### Directions for this task
Starting at the top of the listing below, copy each line exactly, stopping after the line that contains "box: [1112, 71, 1659, 718]".

─── Records

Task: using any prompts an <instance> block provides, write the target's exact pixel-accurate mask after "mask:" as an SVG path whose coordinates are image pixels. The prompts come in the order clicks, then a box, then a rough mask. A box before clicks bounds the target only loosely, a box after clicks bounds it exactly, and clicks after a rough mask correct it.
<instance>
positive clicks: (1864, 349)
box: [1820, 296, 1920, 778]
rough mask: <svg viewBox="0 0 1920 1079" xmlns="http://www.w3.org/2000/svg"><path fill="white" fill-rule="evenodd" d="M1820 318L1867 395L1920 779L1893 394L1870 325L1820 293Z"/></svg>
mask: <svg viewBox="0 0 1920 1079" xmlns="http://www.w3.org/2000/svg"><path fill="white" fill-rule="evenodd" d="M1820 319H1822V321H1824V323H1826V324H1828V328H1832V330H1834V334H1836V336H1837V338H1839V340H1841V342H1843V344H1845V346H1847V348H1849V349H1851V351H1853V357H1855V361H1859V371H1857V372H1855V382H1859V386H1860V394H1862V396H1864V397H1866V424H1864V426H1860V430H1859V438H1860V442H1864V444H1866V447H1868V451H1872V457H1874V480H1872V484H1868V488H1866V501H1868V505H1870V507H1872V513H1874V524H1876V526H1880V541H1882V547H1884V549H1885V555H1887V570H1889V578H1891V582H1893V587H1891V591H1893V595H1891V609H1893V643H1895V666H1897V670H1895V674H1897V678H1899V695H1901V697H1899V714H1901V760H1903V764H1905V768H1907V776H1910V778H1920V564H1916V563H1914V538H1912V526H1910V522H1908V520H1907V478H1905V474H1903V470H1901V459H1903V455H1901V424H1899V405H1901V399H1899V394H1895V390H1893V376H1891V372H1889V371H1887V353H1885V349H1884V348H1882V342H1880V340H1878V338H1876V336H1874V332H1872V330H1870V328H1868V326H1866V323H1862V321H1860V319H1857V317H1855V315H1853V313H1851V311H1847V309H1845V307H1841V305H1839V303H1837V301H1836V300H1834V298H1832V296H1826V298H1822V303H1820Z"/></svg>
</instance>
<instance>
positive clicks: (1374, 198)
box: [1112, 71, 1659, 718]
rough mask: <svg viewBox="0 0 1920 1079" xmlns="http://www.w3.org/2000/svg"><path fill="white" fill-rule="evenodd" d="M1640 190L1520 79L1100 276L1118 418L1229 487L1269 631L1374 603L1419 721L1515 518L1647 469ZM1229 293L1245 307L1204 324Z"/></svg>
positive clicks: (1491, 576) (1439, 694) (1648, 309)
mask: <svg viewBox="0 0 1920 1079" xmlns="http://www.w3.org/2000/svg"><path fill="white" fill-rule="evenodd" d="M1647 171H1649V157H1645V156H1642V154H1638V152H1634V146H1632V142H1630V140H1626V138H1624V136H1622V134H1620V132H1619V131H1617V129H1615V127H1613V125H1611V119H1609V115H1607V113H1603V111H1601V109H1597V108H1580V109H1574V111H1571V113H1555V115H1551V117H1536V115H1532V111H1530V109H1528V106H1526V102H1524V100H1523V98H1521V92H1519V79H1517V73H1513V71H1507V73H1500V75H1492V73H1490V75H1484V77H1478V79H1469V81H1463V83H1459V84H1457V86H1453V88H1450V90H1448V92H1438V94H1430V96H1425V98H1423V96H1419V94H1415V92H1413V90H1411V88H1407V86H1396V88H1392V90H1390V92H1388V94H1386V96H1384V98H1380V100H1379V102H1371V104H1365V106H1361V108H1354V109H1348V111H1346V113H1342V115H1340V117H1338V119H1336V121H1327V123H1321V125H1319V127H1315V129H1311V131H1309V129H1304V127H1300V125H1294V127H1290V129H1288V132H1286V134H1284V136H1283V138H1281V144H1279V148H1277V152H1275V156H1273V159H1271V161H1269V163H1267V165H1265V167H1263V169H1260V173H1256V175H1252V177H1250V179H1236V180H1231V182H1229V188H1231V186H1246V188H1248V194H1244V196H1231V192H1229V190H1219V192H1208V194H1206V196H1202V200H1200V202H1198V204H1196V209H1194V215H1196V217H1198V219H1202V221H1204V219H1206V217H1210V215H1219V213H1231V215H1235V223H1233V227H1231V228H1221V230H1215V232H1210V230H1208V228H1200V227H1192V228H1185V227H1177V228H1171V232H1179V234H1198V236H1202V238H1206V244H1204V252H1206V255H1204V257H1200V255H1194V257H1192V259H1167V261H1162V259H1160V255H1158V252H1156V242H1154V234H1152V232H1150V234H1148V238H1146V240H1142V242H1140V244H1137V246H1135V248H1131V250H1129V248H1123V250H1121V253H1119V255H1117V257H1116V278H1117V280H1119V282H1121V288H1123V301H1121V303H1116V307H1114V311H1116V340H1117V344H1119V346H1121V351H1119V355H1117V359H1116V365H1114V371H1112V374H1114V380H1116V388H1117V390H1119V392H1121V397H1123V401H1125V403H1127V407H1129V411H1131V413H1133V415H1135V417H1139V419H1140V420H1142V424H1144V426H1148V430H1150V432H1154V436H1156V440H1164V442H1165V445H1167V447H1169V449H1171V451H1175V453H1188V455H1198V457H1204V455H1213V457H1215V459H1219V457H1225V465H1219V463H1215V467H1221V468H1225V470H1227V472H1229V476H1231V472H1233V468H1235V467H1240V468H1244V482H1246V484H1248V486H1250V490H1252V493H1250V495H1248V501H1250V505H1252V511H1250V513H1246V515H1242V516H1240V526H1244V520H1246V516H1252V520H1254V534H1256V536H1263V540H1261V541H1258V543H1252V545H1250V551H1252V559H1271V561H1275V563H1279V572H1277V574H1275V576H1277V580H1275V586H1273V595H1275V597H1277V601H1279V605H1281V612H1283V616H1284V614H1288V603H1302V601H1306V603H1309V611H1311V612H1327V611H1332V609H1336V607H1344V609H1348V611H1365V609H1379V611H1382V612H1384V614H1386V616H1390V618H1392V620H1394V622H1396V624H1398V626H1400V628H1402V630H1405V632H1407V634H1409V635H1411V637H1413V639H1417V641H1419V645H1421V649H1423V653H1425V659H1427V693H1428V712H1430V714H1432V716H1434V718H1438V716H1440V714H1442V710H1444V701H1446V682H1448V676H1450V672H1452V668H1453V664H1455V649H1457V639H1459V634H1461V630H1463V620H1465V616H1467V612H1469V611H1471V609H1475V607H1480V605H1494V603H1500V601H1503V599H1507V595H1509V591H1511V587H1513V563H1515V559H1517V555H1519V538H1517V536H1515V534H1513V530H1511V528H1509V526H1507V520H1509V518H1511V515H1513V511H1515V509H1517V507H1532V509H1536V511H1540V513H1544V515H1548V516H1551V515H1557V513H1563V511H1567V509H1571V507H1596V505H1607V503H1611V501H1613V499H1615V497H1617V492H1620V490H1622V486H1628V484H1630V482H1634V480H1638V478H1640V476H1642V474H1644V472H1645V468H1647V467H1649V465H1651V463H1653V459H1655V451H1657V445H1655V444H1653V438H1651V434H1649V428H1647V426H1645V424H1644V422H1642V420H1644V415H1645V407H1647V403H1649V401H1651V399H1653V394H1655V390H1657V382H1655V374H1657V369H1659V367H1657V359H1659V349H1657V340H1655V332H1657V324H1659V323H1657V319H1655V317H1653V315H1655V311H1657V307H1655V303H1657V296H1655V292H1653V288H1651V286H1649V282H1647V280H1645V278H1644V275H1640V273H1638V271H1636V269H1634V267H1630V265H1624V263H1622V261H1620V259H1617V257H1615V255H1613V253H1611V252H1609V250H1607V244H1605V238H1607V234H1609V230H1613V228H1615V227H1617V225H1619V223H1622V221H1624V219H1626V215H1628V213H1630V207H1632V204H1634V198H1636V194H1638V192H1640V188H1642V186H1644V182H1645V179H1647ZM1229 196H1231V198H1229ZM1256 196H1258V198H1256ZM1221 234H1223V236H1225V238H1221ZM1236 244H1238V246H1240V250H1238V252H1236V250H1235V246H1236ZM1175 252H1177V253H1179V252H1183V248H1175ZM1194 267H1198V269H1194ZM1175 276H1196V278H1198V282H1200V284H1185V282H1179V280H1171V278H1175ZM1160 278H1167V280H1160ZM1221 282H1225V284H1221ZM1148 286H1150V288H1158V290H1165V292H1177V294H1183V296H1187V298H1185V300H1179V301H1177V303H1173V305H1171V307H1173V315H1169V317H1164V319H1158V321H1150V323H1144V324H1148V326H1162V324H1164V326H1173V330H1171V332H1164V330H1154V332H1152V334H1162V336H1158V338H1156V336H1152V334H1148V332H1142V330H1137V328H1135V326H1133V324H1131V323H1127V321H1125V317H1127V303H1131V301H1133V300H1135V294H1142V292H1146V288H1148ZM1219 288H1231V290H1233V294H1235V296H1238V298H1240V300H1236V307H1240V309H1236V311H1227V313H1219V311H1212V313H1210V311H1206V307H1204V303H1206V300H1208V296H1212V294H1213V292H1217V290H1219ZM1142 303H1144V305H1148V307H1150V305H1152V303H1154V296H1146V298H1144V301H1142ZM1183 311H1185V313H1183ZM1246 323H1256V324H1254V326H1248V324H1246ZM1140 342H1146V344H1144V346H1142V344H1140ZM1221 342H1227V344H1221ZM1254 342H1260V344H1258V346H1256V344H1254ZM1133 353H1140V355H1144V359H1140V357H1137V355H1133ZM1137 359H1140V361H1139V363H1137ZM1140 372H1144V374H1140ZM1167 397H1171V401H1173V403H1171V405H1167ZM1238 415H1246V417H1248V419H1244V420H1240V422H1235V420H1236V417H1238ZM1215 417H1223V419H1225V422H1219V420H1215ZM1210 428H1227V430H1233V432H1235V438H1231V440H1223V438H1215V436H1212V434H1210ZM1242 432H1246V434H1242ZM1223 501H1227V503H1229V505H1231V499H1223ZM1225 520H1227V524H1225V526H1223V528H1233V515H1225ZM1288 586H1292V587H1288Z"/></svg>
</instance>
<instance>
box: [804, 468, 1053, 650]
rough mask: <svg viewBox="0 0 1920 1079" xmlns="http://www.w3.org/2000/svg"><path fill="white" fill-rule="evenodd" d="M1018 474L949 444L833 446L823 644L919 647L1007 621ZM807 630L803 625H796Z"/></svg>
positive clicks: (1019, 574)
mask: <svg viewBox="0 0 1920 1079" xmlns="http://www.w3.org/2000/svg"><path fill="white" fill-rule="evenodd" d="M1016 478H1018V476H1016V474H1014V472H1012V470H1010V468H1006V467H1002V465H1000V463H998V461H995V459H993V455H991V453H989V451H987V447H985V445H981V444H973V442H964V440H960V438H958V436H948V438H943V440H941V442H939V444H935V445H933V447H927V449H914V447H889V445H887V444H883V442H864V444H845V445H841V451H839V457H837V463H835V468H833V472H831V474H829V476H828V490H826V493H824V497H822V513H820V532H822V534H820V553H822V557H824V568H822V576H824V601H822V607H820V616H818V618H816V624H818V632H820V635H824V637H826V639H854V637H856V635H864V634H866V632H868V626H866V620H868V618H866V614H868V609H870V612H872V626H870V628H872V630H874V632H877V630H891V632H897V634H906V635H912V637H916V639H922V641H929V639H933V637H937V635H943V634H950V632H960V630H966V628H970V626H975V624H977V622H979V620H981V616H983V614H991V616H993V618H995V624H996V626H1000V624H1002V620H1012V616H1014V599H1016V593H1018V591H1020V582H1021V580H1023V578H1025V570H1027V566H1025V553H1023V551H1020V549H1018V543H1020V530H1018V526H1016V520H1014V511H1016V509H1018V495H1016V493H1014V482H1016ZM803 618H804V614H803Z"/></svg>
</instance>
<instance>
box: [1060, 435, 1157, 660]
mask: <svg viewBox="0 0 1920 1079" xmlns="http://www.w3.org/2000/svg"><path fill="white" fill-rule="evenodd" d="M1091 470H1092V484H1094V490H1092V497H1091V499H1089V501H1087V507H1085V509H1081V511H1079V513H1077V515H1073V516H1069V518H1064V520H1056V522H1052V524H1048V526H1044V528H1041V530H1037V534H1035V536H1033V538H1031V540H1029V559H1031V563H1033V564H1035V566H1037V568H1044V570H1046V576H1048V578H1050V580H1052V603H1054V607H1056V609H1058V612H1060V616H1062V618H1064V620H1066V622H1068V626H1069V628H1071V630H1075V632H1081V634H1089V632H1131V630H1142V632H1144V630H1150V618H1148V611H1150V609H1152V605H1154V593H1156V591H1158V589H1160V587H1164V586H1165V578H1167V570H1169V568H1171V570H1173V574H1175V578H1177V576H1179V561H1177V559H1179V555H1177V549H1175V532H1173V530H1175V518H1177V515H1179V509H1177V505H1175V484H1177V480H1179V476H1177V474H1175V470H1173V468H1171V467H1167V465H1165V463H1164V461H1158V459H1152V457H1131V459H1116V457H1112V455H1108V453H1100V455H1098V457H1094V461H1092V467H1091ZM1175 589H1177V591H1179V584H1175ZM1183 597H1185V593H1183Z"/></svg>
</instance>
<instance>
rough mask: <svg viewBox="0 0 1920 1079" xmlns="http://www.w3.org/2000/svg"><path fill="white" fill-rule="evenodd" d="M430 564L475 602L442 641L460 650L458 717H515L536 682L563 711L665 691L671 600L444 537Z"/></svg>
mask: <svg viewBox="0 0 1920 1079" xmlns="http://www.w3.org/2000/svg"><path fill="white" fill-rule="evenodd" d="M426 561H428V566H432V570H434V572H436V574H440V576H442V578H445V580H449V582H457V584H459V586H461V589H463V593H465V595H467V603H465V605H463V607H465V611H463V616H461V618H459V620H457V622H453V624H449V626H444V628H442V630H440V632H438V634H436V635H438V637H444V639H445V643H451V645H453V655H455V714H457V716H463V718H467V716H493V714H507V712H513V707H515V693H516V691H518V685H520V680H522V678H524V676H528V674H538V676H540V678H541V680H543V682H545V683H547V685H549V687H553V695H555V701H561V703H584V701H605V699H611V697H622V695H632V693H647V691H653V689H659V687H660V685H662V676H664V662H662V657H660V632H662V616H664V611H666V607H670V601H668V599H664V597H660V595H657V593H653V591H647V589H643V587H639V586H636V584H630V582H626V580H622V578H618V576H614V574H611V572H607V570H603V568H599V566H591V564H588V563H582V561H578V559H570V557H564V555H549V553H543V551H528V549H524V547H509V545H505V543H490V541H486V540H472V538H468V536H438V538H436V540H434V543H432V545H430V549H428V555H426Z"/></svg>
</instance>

──────

### Response area
Task: using any prompts an <instance> block provides, write the target's exact pixel-accurate mask after "mask:" as an SVG path whose coordinates are image pixels. The prompts come in the order clicks, then a box, then a rough mask. A box before clicks bounds the target only loosely, a box after clicks bounds it exactly, and clicks after a rough mask correct it.
<instance>
positive clicks: (1864, 349)
box: [1820, 296, 1920, 778]
rough mask: <svg viewBox="0 0 1920 1079" xmlns="http://www.w3.org/2000/svg"><path fill="white" fill-rule="evenodd" d="M1820 318L1867 395L1920 779L1893 394L1870 325L1820 293Z"/></svg>
mask: <svg viewBox="0 0 1920 1079" xmlns="http://www.w3.org/2000/svg"><path fill="white" fill-rule="evenodd" d="M1820 319H1822V321H1824V323H1826V324H1828V328H1832V330H1834V334H1836V336H1837V338H1839V340H1841V342H1843V344H1845V346H1847V348H1849V349H1851V351H1853V357H1855V361H1859V371H1857V372H1855V382H1859V386H1860V394H1862V396H1864V397H1866V424H1864V426H1860V430H1859V438H1860V442H1864V444H1866V447H1868V451H1872V457H1874V480H1872V484H1868V488H1866V501H1868V505H1870V507H1872V513H1874V524H1876V526H1880V541H1882V547H1884V549H1885V555H1887V570H1889V578H1891V582H1893V587H1891V591H1893V595H1891V609H1893V643H1895V666H1897V670H1895V674H1897V678H1899V695H1901V697H1899V714H1901V760H1903V764H1905V768H1907V776H1910V778H1920V564H1916V563H1914V538H1912V526H1910V522H1908V520H1907V478H1905V474H1903V470H1901V459H1903V455H1901V424H1899V405H1901V399H1899V394H1895V390H1893V376H1891V372H1889V371H1887V353H1885V349H1884V348H1882V342H1880V340H1878V338H1876V336H1874V332H1872V330H1870V328H1868V326H1866V323H1862V321H1860V319H1857V317H1855V315H1853V313H1851V311H1847V309H1845V307H1841V305H1839V303H1837V301H1836V300H1834V298H1832V296H1826V298H1822V303H1820Z"/></svg>
</instance>
<instance>
positive clicks: (1374, 198)
box: [1112, 71, 1659, 718]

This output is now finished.